━━━━━ RECORDS FOR PROCESSING ━━━━━

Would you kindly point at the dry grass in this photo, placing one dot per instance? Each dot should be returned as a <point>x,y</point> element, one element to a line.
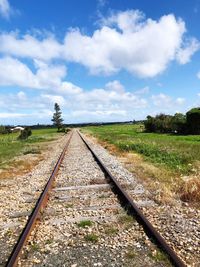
<point>190,190</point>
<point>20,166</point>
<point>165,185</point>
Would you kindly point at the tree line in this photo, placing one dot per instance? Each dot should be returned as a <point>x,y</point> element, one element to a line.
<point>188,123</point>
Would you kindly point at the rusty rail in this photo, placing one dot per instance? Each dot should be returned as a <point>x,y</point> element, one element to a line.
<point>135,211</point>
<point>12,261</point>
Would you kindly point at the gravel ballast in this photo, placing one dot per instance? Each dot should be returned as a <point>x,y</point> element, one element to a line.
<point>84,223</point>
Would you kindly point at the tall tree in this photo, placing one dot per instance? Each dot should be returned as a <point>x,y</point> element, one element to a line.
<point>57,119</point>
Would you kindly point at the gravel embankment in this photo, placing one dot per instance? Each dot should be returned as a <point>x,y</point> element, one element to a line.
<point>18,196</point>
<point>84,224</point>
<point>179,225</point>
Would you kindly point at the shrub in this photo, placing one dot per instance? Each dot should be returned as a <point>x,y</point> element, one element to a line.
<point>193,121</point>
<point>25,134</point>
<point>160,124</point>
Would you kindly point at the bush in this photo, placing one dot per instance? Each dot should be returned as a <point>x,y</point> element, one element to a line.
<point>160,124</point>
<point>179,123</point>
<point>193,121</point>
<point>25,134</point>
<point>4,130</point>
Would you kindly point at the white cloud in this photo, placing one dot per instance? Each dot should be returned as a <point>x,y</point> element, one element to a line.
<point>5,115</point>
<point>165,101</point>
<point>142,91</point>
<point>5,8</point>
<point>180,100</point>
<point>125,40</point>
<point>115,86</point>
<point>14,72</point>
<point>28,46</point>
<point>184,54</point>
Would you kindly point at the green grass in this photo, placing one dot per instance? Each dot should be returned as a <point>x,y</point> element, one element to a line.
<point>85,223</point>
<point>171,151</point>
<point>91,238</point>
<point>159,256</point>
<point>11,147</point>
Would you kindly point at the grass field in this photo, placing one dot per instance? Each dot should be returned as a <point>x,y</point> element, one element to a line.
<point>173,156</point>
<point>171,151</point>
<point>11,147</point>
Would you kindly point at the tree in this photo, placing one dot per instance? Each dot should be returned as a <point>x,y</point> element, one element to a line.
<point>25,134</point>
<point>193,120</point>
<point>179,123</point>
<point>57,119</point>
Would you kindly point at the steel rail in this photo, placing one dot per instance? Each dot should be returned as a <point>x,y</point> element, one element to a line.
<point>133,209</point>
<point>12,261</point>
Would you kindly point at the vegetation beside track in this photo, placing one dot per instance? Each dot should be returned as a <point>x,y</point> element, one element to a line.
<point>11,148</point>
<point>174,159</point>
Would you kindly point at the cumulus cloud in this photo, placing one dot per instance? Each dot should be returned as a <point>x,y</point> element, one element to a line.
<point>124,41</point>
<point>28,46</point>
<point>127,41</point>
<point>165,101</point>
<point>184,54</point>
<point>14,72</point>
<point>115,86</point>
<point>5,8</point>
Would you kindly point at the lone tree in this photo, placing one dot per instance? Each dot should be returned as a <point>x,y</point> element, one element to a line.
<point>57,119</point>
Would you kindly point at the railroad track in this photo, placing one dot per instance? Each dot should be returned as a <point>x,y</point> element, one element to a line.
<point>89,216</point>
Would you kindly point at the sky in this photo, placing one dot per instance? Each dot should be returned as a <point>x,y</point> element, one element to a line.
<point>100,60</point>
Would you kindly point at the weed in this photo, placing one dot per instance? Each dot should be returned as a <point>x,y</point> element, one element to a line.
<point>111,230</point>
<point>125,219</point>
<point>91,238</point>
<point>49,241</point>
<point>69,205</point>
<point>130,254</point>
<point>85,223</point>
<point>159,256</point>
<point>32,151</point>
<point>35,247</point>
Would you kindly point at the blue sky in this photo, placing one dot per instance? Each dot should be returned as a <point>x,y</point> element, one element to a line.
<point>101,60</point>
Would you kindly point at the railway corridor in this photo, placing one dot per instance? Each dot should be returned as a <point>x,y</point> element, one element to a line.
<point>84,223</point>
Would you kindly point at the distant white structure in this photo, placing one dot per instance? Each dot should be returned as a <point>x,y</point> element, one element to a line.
<point>17,129</point>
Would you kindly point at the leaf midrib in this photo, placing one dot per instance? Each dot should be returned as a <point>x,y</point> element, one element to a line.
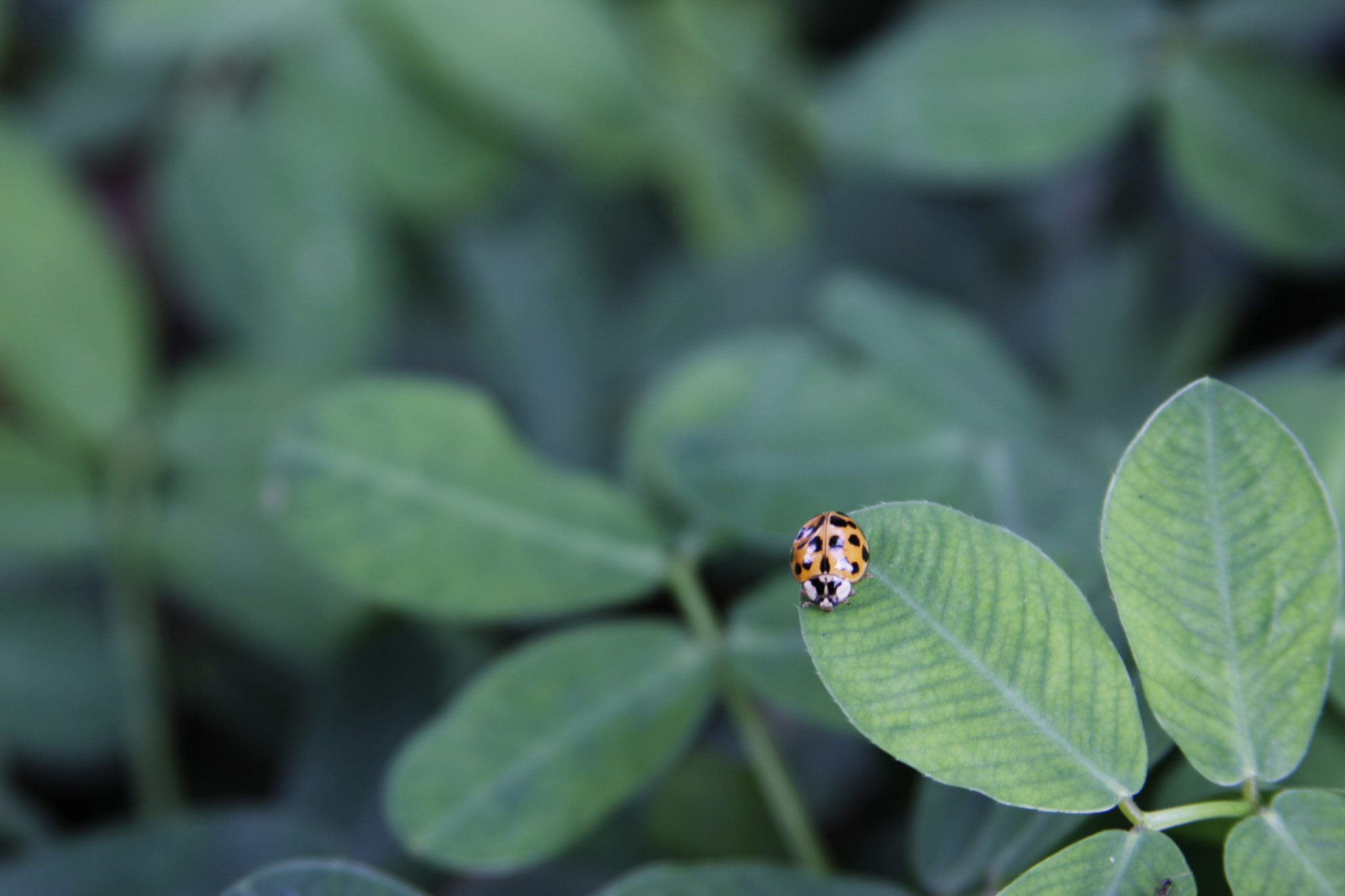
<point>1005,691</point>
<point>572,733</point>
<point>556,535</point>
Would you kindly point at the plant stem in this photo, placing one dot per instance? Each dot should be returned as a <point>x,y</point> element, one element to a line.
<point>782,797</point>
<point>133,625</point>
<point>1165,819</point>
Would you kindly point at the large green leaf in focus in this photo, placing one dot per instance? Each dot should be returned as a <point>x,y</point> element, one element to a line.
<point>740,879</point>
<point>58,695</point>
<point>47,507</point>
<point>558,72</point>
<point>1294,848</point>
<point>963,840</point>
<point>320,878</point>
<point>417,492</point>
<point>1114,863</point>
<point>990,92</point>
<point>1224,558</point>
<point>545,743</point>
<point>264,230</point>
<point>767,649</point>
<point>188,855</point>
<point>971,657</point>
<point>73,344</point>
<point>1261,148</point>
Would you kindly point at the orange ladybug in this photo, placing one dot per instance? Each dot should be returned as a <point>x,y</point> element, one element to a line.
<point>830,555</point>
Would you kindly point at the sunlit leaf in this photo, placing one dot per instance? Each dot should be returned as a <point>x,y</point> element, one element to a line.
<point>320,878</point>
<point>927,662</point>
<point>1225,563</point>
<point>546,742</point>
<point>767,649</point>
<point>1294,848</point>
<point>990,92</point>
<point>1114,863</point>
<point>73,344</point>
<point>380,480</point>
<point>1261,148</point>
<point>738,879</point>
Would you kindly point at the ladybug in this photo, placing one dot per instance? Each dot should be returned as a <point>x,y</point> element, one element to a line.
<point>830,555</point>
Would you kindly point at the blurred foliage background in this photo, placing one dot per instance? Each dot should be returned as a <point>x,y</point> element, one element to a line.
<point>213,209</point>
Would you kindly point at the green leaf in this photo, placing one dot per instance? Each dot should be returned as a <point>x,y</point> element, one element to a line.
<point>320,878</point>
<point>927,662</point>
<point>408,152</point>
<point>711,806</point>
<point>568,78</point>
<point>263,227</point>
<point>963,840</point>
<point>57,681</point>
<point>535,753</point>
<point>47,509</point>
<point>1261,148</point>
<point>1114,863</point>
<point>190,855</point>
<point>73,344</point>
<point>381,479</point>
<point>1297,847</point>
<point>985,92</point>
<point>767,649</point>
<point>735,879</point>
<point>1224,558</point>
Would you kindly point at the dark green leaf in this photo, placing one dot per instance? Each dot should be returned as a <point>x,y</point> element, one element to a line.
<point>1225,563</point>
<point>990,92</point>
<point>195,855</point>
<point>927,662</point>
<point>1261,147</point>
<point>739,879</point>
<point>320,878</point>
<point>385,482</point>
<point>1114,863</point>
<point>57,683</point>
<point>47,505</point>
<point>963,840</point>
<point>261,226</point>
<point>712,807</point>
<point>1294,848</point>
<point>72,331</point>
<point>767,649</point>
<point>535,753</point>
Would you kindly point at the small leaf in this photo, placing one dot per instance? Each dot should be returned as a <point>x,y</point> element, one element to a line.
<point>736,879</point>
<point>767,649</point>
<point>188,855</point>
<point>263,228</point>
<point>990,92</point>
<point>1114,863</point>
<point>1294,848</point>
<point>929,662</point>
<point>320,878</point>
<point>57,681</point>
<point>73,343</point>
<point>1261,148</point>
<point>381,479</point>
<point>1224,558</point>
<point>47,505</point>
<point>545,743</point>
<point>568,78</point>
<point>963,840</point>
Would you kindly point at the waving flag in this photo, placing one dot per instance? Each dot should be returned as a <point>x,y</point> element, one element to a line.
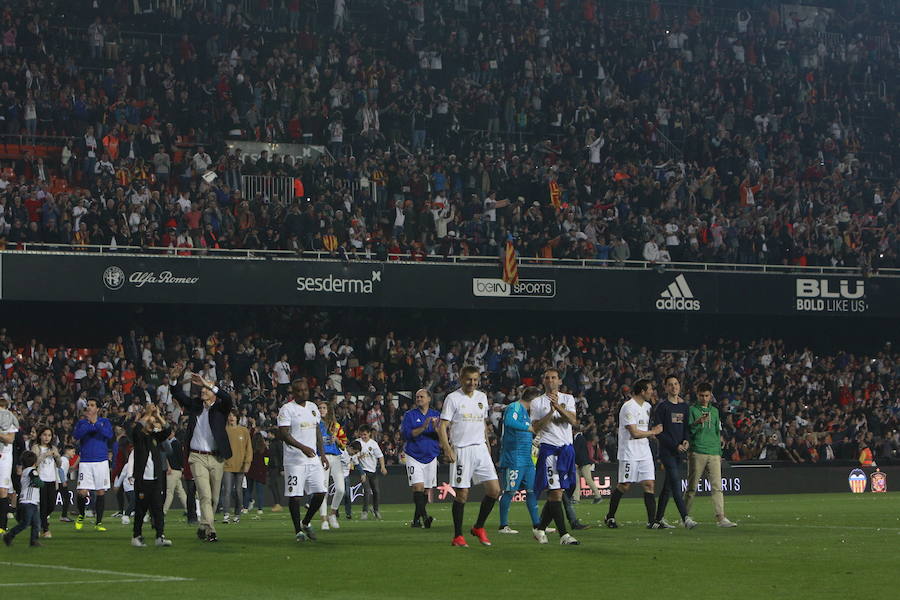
<point>555,194</point>
<point>510,265</point>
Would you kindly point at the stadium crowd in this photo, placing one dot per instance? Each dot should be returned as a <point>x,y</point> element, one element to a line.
<point>777,403</point>
<point>630,131</point>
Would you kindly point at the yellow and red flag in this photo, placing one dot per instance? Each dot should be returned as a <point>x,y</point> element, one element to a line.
<point>510,264</point>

━━━━━

SET EXERCISE: Copy out the rows starting at the line containing "Would you kindly point at the railway" and ending at the line containing "<point>556,535</point>", with both of those lines included. Leave the pictures out of your answer.

OUTPUT:
Would you kindly point at the railway corridor in this photo, placing one dot per instance? Each dot should be returned as a <point>x,y</point> element, one element to a line.
<point>84,223</point>
Would you kindly point at the distant white structure in this photo, placing one dot per instance? Each dot should be returned as a <point>x,y</point> element, one element to a line.
<point>17,129</point>
Would you kindly point at the leaf midrib in this photo, placing one dot per instance? Each dot should be returned as a <point>x,y</point> element, one element to a line.
<point>1005,691</point>
<point>572,733</point>
<point>556,535</point>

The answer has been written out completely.